BEGIN SOURCE DATA
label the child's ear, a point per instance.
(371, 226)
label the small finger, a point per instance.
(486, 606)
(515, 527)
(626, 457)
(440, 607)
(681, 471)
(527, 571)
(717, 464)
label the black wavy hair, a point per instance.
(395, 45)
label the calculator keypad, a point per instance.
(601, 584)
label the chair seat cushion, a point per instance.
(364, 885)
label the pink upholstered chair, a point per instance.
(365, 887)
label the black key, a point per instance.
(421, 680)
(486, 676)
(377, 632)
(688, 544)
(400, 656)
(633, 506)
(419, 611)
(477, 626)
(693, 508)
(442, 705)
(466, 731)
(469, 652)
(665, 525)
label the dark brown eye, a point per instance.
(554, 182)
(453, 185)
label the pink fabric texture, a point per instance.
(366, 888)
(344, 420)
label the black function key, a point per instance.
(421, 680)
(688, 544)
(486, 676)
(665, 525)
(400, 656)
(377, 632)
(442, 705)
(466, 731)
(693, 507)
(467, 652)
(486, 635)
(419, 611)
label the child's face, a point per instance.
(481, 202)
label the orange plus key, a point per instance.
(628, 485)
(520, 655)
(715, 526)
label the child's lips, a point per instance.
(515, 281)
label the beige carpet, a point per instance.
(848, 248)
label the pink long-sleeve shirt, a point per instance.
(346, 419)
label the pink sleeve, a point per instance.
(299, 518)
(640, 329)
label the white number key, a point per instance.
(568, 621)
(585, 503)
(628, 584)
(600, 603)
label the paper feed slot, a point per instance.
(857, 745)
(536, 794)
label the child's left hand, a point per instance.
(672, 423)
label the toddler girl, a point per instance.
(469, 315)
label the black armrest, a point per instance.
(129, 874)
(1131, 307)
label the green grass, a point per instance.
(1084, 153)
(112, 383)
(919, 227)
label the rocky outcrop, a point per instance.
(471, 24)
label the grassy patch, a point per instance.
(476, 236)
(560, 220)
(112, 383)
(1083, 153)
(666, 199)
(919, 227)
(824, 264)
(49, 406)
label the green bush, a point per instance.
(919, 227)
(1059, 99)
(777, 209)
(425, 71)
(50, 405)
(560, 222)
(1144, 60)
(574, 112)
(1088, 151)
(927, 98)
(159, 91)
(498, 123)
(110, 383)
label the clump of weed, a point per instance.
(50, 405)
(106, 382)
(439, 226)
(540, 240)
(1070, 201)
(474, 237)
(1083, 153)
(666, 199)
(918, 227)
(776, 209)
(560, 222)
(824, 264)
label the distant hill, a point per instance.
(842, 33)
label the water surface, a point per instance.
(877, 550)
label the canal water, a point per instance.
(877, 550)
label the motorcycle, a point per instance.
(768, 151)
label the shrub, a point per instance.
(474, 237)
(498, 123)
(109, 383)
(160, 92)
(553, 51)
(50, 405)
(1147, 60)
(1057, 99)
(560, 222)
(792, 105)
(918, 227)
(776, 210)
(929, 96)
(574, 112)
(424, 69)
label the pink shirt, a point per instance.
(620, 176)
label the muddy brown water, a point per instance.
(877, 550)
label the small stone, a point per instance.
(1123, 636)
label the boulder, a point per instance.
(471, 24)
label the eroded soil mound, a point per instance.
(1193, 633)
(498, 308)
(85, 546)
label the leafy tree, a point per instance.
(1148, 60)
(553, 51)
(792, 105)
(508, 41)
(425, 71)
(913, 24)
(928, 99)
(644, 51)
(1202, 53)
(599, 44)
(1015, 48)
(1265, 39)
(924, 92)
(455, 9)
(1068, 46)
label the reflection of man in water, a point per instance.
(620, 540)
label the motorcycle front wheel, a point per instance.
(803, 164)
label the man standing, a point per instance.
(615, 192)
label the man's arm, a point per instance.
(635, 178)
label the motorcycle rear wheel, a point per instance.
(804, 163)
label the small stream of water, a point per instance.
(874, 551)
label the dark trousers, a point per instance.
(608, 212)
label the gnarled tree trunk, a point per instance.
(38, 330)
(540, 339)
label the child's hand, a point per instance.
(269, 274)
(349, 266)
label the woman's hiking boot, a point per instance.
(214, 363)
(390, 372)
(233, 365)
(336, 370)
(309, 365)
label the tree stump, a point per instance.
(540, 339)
END SOURCE DATA
Please change "a point per instance" to "one point for each instance" wherever it occurs in the records above, and leave everything else unchanged.

label the child's ear, one point for each instance.
(371, 226)
label the small finger, one point for each instance.
(486, 606)
(515, 527)
(626, 457)
(440, 607)
(681, 471)
(527, 571)
(717, 464)
label the black wavy hair, one point for each instance.
(395, 45)
label the calculator keypad, one point for each instance.
(601, 584)
label the chair seat cushion, one point for each instance.
(364, 885)
label the pink upholstered chair, one point for each instance.
(365, 887)
label the black key, one point for each instance.
(421, 680)
(486, 676)
(377, 632)
(688, 544)
(400, 656)
(633, 506)
(419, 611)
(477, 626)
(693, 508)
(442, 705)
(466, 731)
(469, 652)
(665, 525)
label the dark brown eye, one point for each instance.
(554, 182)
(453, 185)
label the pink fabric texture, one point for each instance.
(366, 888)
(344, 420)
label the black function key, one point for each instance.
(421, 680)
(688, 544)
(486, 676)
(665, 525)
(400, 656)
(377, 632)
(442, 705)
(466, 731)
(693, 507)
(467, 652)
(486, 635)
(419, 611)
label the child's face, one point for each instance.
(481, 202)
label the orange plus key, one point for each instance.
(628, 485)
(520, 655)
(715, 526)
label the child's lips, one point for each instance.
(515, 281)
label the beige carpet, one point for each instance.
(848, 248)
label the pink long-sleeve shirt, one point for each instance.
(346, 419)
label the pink sleeve, one point for each instance.
(299, 518)
(640, 329)
label the white number key, one point for each instance.
(568, 621)
(585, 503)
(628, 584)
(600, 603)
label the paper feed slot, one point for each instance.
(857, 745)
(536, 794)
label the child's left hand, one point for each instance.
(672, 423)
label the toddler girl, one point for each instance.
(469, 315)
label the black armrest, one point for each instance.
(129, 874)
(1131, 307)
label the green grass, one point for each instance.
(1084, 153)
(112, 383)
(919, 227)
label the rocky outcrop, one point for each instance.
(471, 24)
label the grassy patch, one point for each instance.
(476, 236)
(560, 220)
(112, 383)
(1083, 153)
(666, 199)
(919, 227)
(824, 264)
(49, 406)
label the green bush, one point for each instance.
(919, 227)
(1059, 99)
(777, 209)
(425, 71)
(50, 405)
(560, 222)
(1144, 60)
(574, 112)
(1088, 151)
(927, 98)
(159, 91)
(498, 123)
(110, 383)
label the clump of weed, one point for each instance.
(50, 405)
(106, 382)
(439, 226)
(540, 240)
(1070, 201)
(474, 237)
(1083, 153)
(666, 199)
(918, 227)
(776, 209)
(560, 222)
(824, 264)
label the distant hill, one point for each instance.
(842, 33)
label the water surface, one point for each instance.
(877, 550)
label the canal water, one point for each instance.
(877, 550)
label the motorcycle, one point for each instance.
(768, 151)
label the shrub, one point for each instance.
(474, 237)
(498, 123)
(109, 383)
(160, 92)
(553, 51)
(50, 405)
(1147, 60)
(1057, 99)
(560, 222)
(792, 105)
(918, 227)
(776, 210)
(929, 96)
(574, 112)
(424, 69)
label the pink shirt, one point for each instance.
(620, 176)
label the muddy brown water, one point for each instance.
(877, 550)
label the small stone, one point for each instance.
(1123, 636)
label the boulder, one point for each instance.
(471, 24)
label the eroded soil mound, one point for each instance.
(1193, 633)
(498, 308)
(85, 546)
label the leafy tree, one point for each instance.
(1148, 60)
(553, 51)
(792, 105)
(508, 41)
(425, 71)
(913, 24)
(928, 99)
(644, 51)
(1202, 53)
(599, 44)
(1015, 48)
(1265, 39)
(924, 92)
(455, 9)
(1068, 46)
label the reflection of man in water, one point for each instance.
(620, 540)
label the motorcycle front wheel, one point for each instance.
(803, 164)
label the man standing, one point for each instance.
(615, 192)
label the man's arm, one point for each instance.
(635, 178)
label the motorcycle rear wheel, one point for each instance.
(804, 163)
label the small stream of water, one point for each instance.
(874, 551)
label the dark trousers, one point for each instance.
(608, 212)
label the gnarled tree trunk, one point for each instance.
(38, 330)
(540, 339)
label the child's hand, one point for each instance.
(269, 274)
(349, 266)
label the woman's hiking boot, one point for each instance.
(214, 363)
(390, 372)
(233, 365)
(336, 370)
(309, 365)
label the tree stump, one point for each instance.
(540, 339)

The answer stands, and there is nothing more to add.